→ **DATA**:

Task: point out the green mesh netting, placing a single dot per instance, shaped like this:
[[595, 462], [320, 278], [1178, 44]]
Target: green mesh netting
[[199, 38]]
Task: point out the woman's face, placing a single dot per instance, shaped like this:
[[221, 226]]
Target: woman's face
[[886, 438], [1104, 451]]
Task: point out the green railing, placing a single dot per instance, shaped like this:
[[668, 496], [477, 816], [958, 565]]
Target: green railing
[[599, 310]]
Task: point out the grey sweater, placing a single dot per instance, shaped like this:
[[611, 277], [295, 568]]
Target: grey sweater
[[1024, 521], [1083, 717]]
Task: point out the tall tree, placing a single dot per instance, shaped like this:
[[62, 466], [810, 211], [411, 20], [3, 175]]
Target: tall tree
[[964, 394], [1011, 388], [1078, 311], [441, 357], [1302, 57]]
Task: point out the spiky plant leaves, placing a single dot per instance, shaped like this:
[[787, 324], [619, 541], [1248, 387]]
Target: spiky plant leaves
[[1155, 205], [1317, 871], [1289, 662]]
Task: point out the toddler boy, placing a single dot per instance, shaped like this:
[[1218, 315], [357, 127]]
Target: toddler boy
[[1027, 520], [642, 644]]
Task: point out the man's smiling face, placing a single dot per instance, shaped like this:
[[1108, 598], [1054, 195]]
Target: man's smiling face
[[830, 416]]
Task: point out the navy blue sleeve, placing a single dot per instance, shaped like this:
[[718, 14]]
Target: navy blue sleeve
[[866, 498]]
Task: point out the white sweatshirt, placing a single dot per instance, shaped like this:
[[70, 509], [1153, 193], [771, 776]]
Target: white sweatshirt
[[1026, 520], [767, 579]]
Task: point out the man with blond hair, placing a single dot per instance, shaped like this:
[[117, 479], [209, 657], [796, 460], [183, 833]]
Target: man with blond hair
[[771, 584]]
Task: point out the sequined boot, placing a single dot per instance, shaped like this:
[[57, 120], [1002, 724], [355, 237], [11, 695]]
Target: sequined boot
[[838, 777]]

---

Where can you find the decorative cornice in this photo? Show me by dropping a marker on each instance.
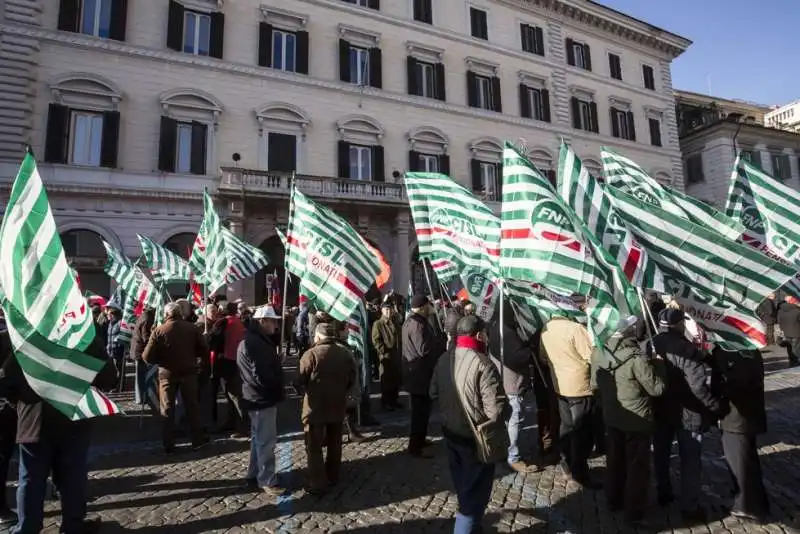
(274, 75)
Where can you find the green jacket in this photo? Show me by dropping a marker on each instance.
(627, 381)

→ **STATED TASK**:
Copy the entries verbatim, starting at the line containing "Task: point out the green mesh" and ending at the line containing "[[199, 38]]", with both of those lines included.

→ **WRITTEN ANSWER**:
Task: point out the green mesh netting, placing a single dot per instance, shaped like this:
[[595, 462], [320, 278], [1178, 44]]
Target: green mesh netting
[[199, 38]]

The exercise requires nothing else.